• What you need to do: From the first line to the last, copy the data exactly.

Stored data
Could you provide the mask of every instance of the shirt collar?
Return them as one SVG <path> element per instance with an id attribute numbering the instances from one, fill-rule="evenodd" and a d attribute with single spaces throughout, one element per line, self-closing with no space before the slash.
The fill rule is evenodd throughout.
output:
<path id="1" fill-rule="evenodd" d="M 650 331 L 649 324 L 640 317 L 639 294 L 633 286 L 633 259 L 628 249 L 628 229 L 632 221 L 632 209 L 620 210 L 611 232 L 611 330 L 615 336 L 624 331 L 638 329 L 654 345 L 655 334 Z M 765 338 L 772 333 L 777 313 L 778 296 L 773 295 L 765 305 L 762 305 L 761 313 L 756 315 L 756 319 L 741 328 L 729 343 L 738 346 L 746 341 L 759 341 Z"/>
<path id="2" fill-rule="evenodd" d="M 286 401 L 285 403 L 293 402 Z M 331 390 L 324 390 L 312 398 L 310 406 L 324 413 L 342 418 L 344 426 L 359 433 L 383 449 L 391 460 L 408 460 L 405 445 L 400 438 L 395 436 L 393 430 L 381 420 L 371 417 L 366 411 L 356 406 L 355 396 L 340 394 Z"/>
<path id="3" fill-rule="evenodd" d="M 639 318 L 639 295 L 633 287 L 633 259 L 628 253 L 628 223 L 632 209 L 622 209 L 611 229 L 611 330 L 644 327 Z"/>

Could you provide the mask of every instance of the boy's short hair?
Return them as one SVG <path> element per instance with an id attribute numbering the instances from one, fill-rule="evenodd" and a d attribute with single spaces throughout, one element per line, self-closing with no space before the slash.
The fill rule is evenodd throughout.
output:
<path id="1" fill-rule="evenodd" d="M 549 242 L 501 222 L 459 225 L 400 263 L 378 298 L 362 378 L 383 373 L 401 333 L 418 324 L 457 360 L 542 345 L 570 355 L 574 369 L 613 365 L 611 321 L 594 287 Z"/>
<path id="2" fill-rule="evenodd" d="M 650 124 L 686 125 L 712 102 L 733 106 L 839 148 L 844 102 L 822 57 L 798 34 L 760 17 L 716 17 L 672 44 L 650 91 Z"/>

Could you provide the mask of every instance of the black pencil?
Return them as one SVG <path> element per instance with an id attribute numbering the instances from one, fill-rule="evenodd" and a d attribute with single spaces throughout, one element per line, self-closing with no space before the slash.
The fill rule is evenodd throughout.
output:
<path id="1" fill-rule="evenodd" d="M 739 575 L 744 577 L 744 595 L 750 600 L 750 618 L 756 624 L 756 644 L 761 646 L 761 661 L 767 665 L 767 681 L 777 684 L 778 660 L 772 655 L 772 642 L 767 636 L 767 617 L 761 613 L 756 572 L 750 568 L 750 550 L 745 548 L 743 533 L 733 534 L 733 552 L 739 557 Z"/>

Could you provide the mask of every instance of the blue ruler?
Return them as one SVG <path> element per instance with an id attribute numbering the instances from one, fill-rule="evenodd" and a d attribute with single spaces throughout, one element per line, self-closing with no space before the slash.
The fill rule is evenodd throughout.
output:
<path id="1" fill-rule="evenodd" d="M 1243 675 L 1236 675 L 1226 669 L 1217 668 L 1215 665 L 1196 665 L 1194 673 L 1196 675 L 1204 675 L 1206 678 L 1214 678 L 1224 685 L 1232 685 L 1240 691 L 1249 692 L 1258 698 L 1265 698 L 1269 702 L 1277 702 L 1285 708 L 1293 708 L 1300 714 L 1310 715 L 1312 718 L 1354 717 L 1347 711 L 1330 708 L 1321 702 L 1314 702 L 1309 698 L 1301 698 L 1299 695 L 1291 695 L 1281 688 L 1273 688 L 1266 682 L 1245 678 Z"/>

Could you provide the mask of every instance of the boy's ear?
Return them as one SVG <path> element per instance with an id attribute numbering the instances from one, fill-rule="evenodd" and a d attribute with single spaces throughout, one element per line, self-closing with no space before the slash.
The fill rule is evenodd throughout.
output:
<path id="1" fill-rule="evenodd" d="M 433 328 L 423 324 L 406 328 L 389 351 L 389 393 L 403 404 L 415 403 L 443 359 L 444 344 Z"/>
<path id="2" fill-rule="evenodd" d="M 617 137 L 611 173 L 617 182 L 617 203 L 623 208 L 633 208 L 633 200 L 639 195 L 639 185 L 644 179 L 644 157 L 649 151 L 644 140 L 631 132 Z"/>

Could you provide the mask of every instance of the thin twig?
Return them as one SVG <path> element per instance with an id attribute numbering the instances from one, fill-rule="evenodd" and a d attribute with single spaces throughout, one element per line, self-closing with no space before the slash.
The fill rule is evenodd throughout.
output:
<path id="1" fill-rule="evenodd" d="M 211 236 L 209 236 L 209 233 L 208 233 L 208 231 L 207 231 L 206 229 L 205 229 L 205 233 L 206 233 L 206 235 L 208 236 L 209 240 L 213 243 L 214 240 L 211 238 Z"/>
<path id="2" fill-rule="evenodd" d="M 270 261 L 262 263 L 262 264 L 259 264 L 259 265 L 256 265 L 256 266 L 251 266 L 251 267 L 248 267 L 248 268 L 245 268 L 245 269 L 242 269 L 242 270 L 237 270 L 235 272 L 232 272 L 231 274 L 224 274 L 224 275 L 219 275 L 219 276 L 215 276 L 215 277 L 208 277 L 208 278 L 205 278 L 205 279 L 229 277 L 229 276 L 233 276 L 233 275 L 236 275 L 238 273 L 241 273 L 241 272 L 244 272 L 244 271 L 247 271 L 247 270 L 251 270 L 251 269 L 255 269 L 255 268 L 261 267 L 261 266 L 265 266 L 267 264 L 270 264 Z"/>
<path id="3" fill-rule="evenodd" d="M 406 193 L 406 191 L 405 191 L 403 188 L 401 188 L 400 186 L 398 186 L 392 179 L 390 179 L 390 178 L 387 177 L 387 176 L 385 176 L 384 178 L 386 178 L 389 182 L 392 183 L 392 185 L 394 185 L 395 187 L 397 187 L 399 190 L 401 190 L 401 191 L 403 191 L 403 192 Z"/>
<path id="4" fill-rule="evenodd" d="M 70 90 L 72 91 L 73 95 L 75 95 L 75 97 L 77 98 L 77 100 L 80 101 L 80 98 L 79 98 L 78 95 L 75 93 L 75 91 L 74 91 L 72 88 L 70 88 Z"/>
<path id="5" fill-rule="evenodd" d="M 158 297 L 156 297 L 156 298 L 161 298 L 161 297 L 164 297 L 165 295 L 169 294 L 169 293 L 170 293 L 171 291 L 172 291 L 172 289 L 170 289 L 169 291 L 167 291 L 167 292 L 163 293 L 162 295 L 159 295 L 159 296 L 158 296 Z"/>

• Result for this exercise:
Could you provide the mask of every instance of the shirt collar?
Return them as one SVG <path> element per instance with an id attribute numbering the instances from one, fill-rule="evenodd" and a d attribute with single spaces throughout, one element per line, self-closing with no space before the slash.
The fill rule is evenodd throughout.
output:
<path id="1" fill-rule="evenodd" d="M 650 331 L 649 324 L 640 317 L 639 294 L 633 286 L 633 259 L 628 249 L 628 229 L 632 221 L 632 209 L 620 210 L 611 232 L 611 330 L 615 336 L 624 331 L 638 329 L 654 345 L 655 334 Z M 765 338 L 772 333 L 777 313 L 778 296 L 773 295 L 765 305 L 762 305 L 761 313 L 756 315 L 756 319 L 741 328 L 729 343 L 738 346 L 746 341 L 759 341 Z"/>
<path id="2" fill-rule="evenodd" d="M 286 401 L 285 403 L 293 402 Z M 331 390 L 324 390 L 312 398 L 310 406 L 324 413 L 342 418 L 344 426 L 359 433 L 383 449 L 391 460 L 408 460 L 405 445 L 400 438 L 395 436 L 393 430 L 381 420 L 371 417 L 366 411 L 356 406 L 355 396 L 340 394 Z"/>
<path id="3" fill-rule="evenodd" d="M 639 318 L 639 295 L 633 287 L 633 259 L 628 253 L 628 223 L 632 209 L 622 209 L 611 229 L 611 330 L 644 327 Z"/>

Could you provide the mask of every instance of the boy's short hair?
Return them as one SVG <path> element per instance with an id attribute numbering the instances from one, fill-rule="evenodd" and a d attribute with single spaces throughout, one element per line, self-closing with no space before the slash.
The fill rule is evenodd throughout.
output:
<path id="1" fill-rule="evenodd" d="M 549 242 L 501 222 L 459 225 L 400 263 L 378 298 L 362 378 L 383 373 L 401 333 L 418 324 L 457 360 L 542 345 L 570 355 L 574 369 L 613 365 L 611 321 L 594 287 Z"/>
<path id="2" fill-rule="evenodd" d="M 650 124 L 686 125 L 712 102 L 733 106 L 839 148 L 844 102 L 822 57 L 798 34 L 760 17 L 716 17 L 672 44 L 650 91 Z"/>

Could you provide the mask of every instance of the black pencil?
Return them as one SVG <path> element per instance with an id attribute numbering the instances from one, fill-rule="evenodd" and a d attribute with single spaces throughout, one element per line, self-closing with no space before the slash.
The fill rule is evenodd throughout.
output:
<path id="1" fill-rule="evenodd" d="M 739 575 L 744 577 L 744 595 L 750 600 L 750 618 L 756 624 L 756 644 L 761 646 L 761 661 L 767 665 L 767 681 L 777 684 L 778 660 L 772 655 L 772 642 L 767 636 L 767 617 L 761 613 L 756 572 L 750 568 L 750 550 L 745 548 L 743 533 L 733 534 L 733 552 L 739 557 Z"/>

Could you provide the mask of every instance of the blue ruler?
Return them as one SVG <path> element per instance with an id attribute numbering the instances from one, fill-rule="evenodd" and a d attribute with single spaces throughout, one element per line, self-closing with no space before the slash.
The fill rule is evenodd throughout.
output:
<path id="1" fill-rule="evenodd" d="M 1243 675 L 1236 675 L 1226 669 L 1217 668 L 1215 665 L 1196 665 L 1194 673 L 1196 675 L 1204 675 L 1206 678 L 1214 678 L 1224 685 L 1232 685 L 1240 691 L 1249 692 L 1258 698 L 1265 698 L 1269 702 L 1277 702 L 1285 708 L 1293 708 L 1300 714 L 1310 715 L 1312 718 L 1354 717 L 1347 711 L 1330 708 L 1321 702 L 1314 702 L 1309 698 L 1301 698 L 1299 695 L 1291 695 L 1281 688 L 1273 688 L 1266 682 L 1245 678 Z"/>

Could you provide the mask of every instance of the boy's ear?
Return them as one SVG <path> element per instance with an id attribute numbering the instances from one, fill-rule="evenodd" and a d attribute with single spaces throughout, one element per line, self-closing with no space before the slash.
The fill rule is evenodd throughout.
output:
<path id="1" fill-rule="evenodd" d="M 433 328 L 423 324 L 406 328 L 389 351 L 389 393 L 403 404 L 415 403 L 443 359 L 444 344 Z"/>
<path id="2" fill-rule="evenodd" d="M 617 137 L 611 173 L 617 182 L 617 203 L 623 208 L 633 208 L 633 200 L 639 195 L 639 185 L 644 179 L 644 157 L 649 151 L 644 140 L 631 132 Z"/>

Could you provide the mask of every instance of the thin twig?
Return them as one SVG <path> element per instance with an id attribute numbering the instances from one, fill-rule="evenodd" and a d attribute with single spaces throughout, one element per line, self-closing with no space before the slash.
The fill rule is evenodd throughout.
output:
<path id="1" fill-rule="evenodd" d="M 211 236 L 209 236 L 209 233 L 208 233 L 208 231 L 207 231 L 206 229 L 205 229 L 205 233 L 206 233 L 206 235 L 208 236 L 209 240 L 213 243 L 214 240 L 211 238 Z"/>
<path id="2" fill-rule="evenodd" d="M 270 261 L 262 263 L 262 264 L 259 264 L 259 265 L 256 265 L 256 266 L 251 266 L 251 267 L 248 267 L 248 268 L 245 268 L 245 269 L 242 269 L 242 270 L 237 270 L 235 272 L 232 272 L 231 274 L 224 274 L 224 275 L 219 275 L 219 276 L 215 276 L 215 277 L 208 277 L 208 278 L 205 278 L 205 279 L 229 277 L 229 276 L 233 276 L 233 275 L 236 275 L 238 273 L 241 273 L 241 272 L 244 272 L 244 271 L 247 271 L 247 270 L 251 270 L 251 269 L 255 269 L 255 268 L 261 267 L 261 266 L 265 266 L 267 264 L 270 264 Z"/>
<path id="3" fill-rule="evenodd" d="M 406 193 L 406 191 L 405 191 L 403 188 L 401 188 L 400 186 L 398 186 L 392 179 L 390 179 L 390 178 L 387 177 L 387 176 L 385 176 L 384 178 L 386 178 L 389 182 L 392 183 L 392 185 L 394 185 L 395 187 L 397 187 L 399 190 L 401 190 L 401 191 L 403 191 L 403 192 Z"/>
<path id="4" fill-rule="evenodd" d="M 70 90 L 72 91 L 73 95 L 75 95 L 75 97 L 77 98 L 77 100 L 80 101 L 80 98 L 79 98 L 78 95 L 75 93 L 75 91 L 74 91 L 72 88 L 70 88 Z"/>
<path id="5" fill-rule="evenodd" d="M 158 297 L 156 297 L 156 298 L 161 298 L 161 297 L 164 297 L 165 295 L 169 294 L 169 293 L 170 293 L 171 291 L 172 291 L 172 289 L 170 289 L 169 291 L 167 291 L 167 292 L 163 293 L 162 295 L 159 295 L 159 296 L 158 296 Z"/>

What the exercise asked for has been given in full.